Extract to read:
Indian Rupee has depreciated about 7% against the U.S Dollar since Inflation tremors have creeped up. This can be attributed more to the strength of the greenback and less to the weakness of our economy. But the point of interest is the heavy appreciation of Russian Rubel (about 30.2%) and Chinese Yuan (2.4%) against our Rupee, since inflation. The strength of Rubel could be traced back to the fact that Russian oil imports have been highly attractive, with India enjoying steep discounts reducing burden on our twin deficits. The next thing to consider is the impact of a depreciating rupee against the Yuan (of almost 12.5% since COVID). Here we need to understand why a depreciating currency is not always bad and what benefits it could offer.
A weak Indian rupee would make our exports attractive in the global market as our products would fare cheaper. On the other hand, our imports would become expensive, and this would lead to more demand for local alternatives. This would mean that both imports and exports would lead to a faster pace of economic growth when a nation’s currency is weakened.
Also, with China still reeling from lockdowns due to the pandemic, trade tensions with the US and a looming financial and housing crisis, India looks like the next best trade alternative. This is also true as the Rupee is now much cheaper against the Yuan, thereby increasing demand for our exports.
The above table shows us the list of products where we have a comparative advantage over China. The data is of 2019. The country which has a higher number for a product has a competitive advantage over the other for that product. For example, we have an advantage over China in export of Chemicals (1.55 vs 0.54), Textiles (2.85 vs 2.17) etc.
India could now leverage the attractiveness of our Rupee and boost its exports in those goods where it does not have a competitive advantage over China or is competing with it head-on (say electrical and mechanical raw materials or Plastic & rubber for example). This would go a long way in helping our country avoid the perils imposed by uncertain times.

Extracted entries:
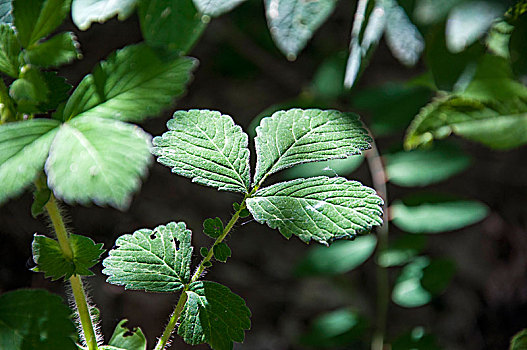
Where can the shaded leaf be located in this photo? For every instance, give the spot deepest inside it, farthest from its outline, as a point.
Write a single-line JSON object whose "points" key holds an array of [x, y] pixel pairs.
{"points": [[207, 147], [321, 209], [152, 260]]}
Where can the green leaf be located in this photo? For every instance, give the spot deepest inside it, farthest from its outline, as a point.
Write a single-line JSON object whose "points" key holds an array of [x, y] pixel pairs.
{"points": [[322, 209], [175, 25], [35, 19], [49, 258], [215, 8], [293, 22], [24, 147], [434, 216], [423, 167], [207, 147], [35, 319], [300, 136], [121, 87], [9, 51], [222, 251], [60, 49], [154, 261], [126, 338], [335, 329], [214, 315], [107, 157], [85, 12], [340, 257], [213, 227]]}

Task description: In the article on the rupee, by about what percentage has the Russian currency appreciated against the Rupee since inflation set in? The lines above are unrelated to the article on the rupee.

Solution for this task: About 30.2%.